Data taken from a collection:
■ ■ ■ ■ ■
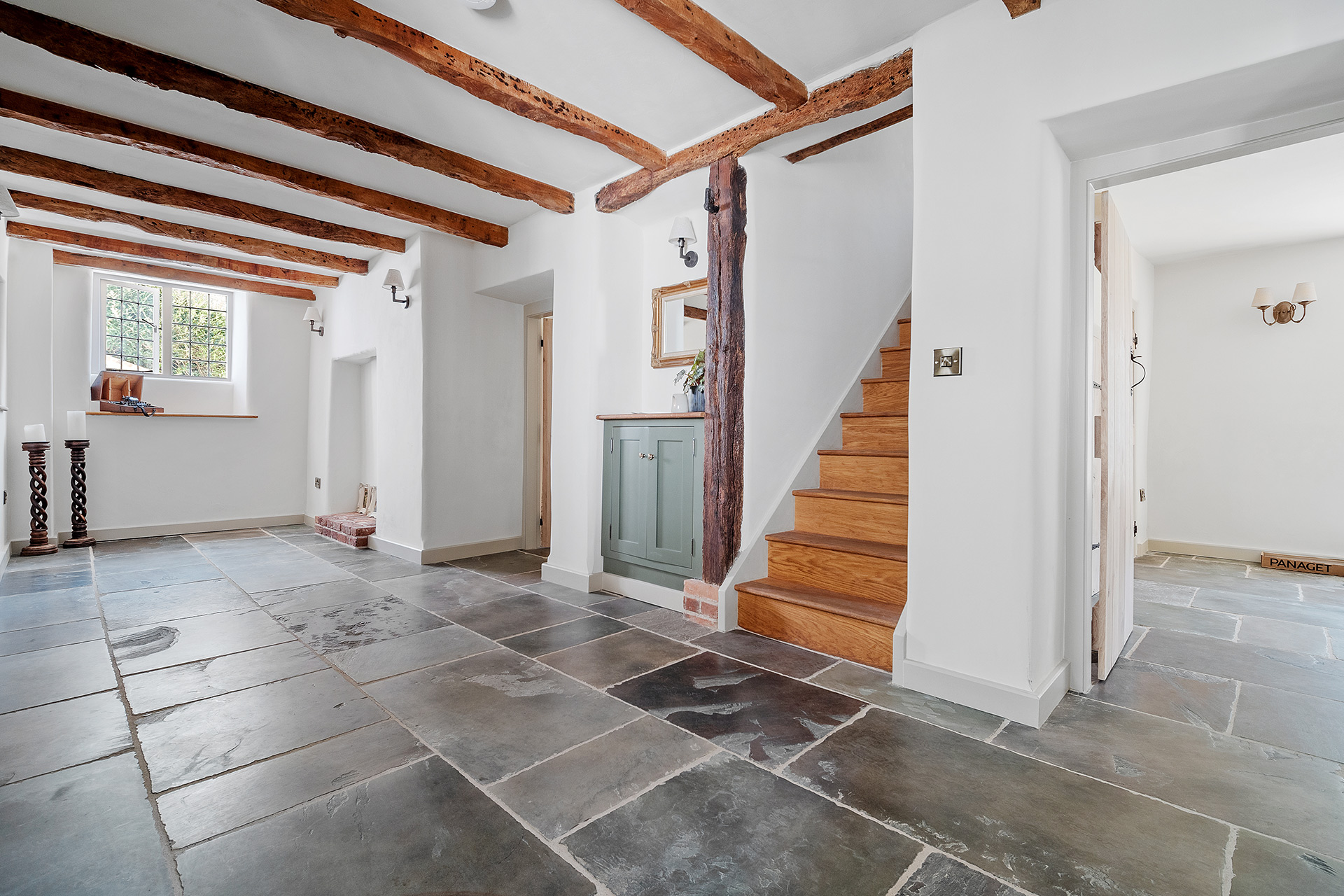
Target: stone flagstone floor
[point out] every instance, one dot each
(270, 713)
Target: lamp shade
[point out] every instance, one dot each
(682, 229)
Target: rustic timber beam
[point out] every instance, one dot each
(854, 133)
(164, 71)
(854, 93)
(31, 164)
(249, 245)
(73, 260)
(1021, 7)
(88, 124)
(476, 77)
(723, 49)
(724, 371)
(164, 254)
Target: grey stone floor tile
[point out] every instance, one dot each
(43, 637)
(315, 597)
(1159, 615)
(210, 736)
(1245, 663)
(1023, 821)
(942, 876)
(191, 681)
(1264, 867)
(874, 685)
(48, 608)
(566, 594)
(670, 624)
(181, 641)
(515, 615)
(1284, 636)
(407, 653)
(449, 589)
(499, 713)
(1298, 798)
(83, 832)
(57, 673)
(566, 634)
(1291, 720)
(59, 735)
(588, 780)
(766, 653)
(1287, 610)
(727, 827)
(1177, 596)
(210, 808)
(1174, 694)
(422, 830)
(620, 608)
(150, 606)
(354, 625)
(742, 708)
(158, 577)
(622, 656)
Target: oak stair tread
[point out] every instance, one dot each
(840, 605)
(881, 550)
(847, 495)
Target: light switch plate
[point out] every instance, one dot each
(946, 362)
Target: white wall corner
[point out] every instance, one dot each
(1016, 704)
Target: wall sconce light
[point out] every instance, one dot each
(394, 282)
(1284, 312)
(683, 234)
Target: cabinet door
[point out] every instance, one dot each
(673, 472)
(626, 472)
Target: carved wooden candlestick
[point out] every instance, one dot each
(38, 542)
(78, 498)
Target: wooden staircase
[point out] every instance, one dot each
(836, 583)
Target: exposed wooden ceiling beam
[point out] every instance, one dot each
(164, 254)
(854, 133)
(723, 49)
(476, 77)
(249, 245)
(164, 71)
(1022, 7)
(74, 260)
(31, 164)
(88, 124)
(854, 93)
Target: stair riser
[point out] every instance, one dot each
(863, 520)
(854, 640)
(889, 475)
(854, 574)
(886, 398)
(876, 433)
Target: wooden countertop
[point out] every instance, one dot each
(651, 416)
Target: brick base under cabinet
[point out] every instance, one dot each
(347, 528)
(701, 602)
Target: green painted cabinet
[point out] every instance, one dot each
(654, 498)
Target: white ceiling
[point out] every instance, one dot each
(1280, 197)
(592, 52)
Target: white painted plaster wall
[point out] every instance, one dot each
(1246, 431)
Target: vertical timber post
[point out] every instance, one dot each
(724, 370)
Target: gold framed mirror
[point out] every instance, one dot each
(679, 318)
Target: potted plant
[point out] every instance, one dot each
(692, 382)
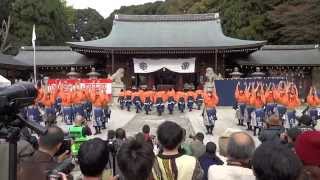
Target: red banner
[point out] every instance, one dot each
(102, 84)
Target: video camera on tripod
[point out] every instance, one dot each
■ ■ ■ ■ ■
Directions: Render all of the records above as a numbered list with one line per item, skipping any blank lines and leaving out the pictures.

Answer for the task:
1. Target: stone flagstone floor
2. [point out] every instance, one dot each
3. (270, 713)
4. Target: lamp shade
5. [point out] every instance, one dot each
6. (682, 229)
7. Target: rustic timber beam
8. [point out] every instance, one dot each
9. (854, 133)
10. (164, 71)
11. (854, 93)
12. (31, 164)
13. (249, 245)
14. (73, 260)
15. (1021, 7)
16. (88, 124)
17. (476, 77)
18. (723, 49)
19. (724, 371)
20. (164, 254)
21. Target: grey stone floor tile
22. [point out] every instance, one dot each
23. (43, 637)
24. (315, 597)
25. (1159, 615)
26. (210, 736)
27. (1245, 663)
28. (1023, 821)
29. (942, 876)
30. (191, 681)
31. (1264, 867)
32. (874, 685)
33. (48, 608)
34. (566, 594)
35. (670, 624)
36. (181, 641)
37. (515, 615)
38. (1284, 636)
39. (407, 653)
40. (449, 589)
41. (499, 713)
42. (1298, 798)
43. (83, 832)
44. (57, 673)
45. (566, 634)
46. (1291, 720)
47. (59, 735)
48. (588, 780)
49. (766, 653)
50. (1287, 610)
51. (727, 827)
52. (1177, 596)
53. (210, 808)
54. (1174, 694)
55. (422, 830)
56. (620, 608)
57. (150, 606)
58. (354, 625)
59. (742, 708)
60. (158, 577)
61. (622, 656)
62. Target: oak stair tread
63. [point out] every instance, one dot each
64. (840, 605)
65. (881, 550)
66. (847, 495)
67. Target: light switch plate
68. [point out] every instance, one dot each
69. (946, 362)
70. Target: white wall corner
71. [point out] every instance, one dot each
72. (1016, 704)
73. Target: wall sconce light
74. [point out] every instance, one dot each
75. (394, 282)
76. (1284, 312)
77. (683, 234)
78. Target: cabinet door
79. [point out] every instance, one dot each
80. (673, 472)
81. (626, 472)
82. Target: carved wooden candlestick
83. [point out] every instance, one dot each
84. (38, 542)
85. (78, 498)
86. Target: wooden staircase
87. [point out] every instance, one dot each
88. (836, 583)
89. Target: exposed wooden ceiling beam
90. [point out] every instance, one dot each
91. (164, 254)
92. (854, 133)
93. (723, 49)
94. (476, 77)
95. (249, 245)
96. (164, 71)
97. (1022, 7)
98. (74, 260)
99. (31, 164)
100. (88, 124)
101. (854, 93)
102. Target: stair riser
103. [point out] every instance, one dot each
104. (863, 520)
105. (854, 640)
106. (889, 475)
107. (854, 574)
108. (886, 398)
109. (876, 433)
110. Target: wooden countertop
111. [point out] every instance, one dot each
112. (651, 416)
113. Target: brick base under cabinet
114. [point out] every instance, one dot each
115. (347, 528)
116. (701, 602)
117. Target: green painted cabinet
118. [point out] every instance, one dot each
119. (654, 498)
120. Target: white ceiling
121. [point out] every instance, one dot each
122. (1280, 197)
123. (592, 52)
124. Target: white painted plaster wall
125. [point out] every instance, one dot each
126. (1246, 431)
127. Target: vertical timber post
128. [point out] every instance, one dot each
129. (724, 370)
130. Target: gold framed mirror
131. [point out] every instance, one dot each
132. (679, 318)
133. Target: potted plant
134. [point out] every instance, one dot each
135. (692, 382)
136. Target: red banner
137. [point out] every instance, one dot each
138. (102, 84)
139. Target: video camera on tripod
140. [point out] every instance, one dot each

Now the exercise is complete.